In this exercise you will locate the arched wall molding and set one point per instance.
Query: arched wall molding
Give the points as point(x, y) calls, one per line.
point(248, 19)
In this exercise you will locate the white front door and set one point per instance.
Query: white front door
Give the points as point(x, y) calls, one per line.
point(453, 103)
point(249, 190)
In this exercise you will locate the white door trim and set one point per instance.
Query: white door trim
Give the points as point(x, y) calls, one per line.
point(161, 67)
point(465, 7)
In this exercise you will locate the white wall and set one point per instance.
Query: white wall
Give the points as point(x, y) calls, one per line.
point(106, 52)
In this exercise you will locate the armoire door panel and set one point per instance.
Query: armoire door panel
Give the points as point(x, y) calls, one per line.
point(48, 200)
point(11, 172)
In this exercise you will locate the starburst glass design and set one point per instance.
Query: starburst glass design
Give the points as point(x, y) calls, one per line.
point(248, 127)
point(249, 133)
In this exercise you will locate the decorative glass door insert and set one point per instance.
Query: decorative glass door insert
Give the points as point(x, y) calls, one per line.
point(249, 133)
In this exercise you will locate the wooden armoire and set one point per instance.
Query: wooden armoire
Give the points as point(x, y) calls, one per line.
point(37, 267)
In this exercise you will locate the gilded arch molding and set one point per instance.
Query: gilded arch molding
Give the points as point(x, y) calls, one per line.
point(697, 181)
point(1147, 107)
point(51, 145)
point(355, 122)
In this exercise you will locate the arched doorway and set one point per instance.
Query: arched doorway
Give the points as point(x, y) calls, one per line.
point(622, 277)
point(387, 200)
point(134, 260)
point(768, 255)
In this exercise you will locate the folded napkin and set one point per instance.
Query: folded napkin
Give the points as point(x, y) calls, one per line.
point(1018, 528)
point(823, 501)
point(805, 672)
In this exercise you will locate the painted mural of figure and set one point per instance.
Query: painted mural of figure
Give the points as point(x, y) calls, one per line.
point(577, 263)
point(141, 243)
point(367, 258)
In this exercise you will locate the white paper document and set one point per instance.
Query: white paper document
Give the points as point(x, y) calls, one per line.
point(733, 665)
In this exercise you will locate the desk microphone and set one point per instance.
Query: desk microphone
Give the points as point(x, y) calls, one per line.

○ ○ ○

All that belongs in the answer is the run of lines above from the line containing "In this exercise you will locate the starburst" through the line containing "In this exercise you will locate the decorative", exactly as written.

In this exercise you will locate the starburst glass design and set one point per instance.
Query: starburst glass design
Give the points as point(x, y) calls, one per line.
point(248, 127)
point(249, 133)
In this exercise you will locate the decorative glass door insert and set one point per instance.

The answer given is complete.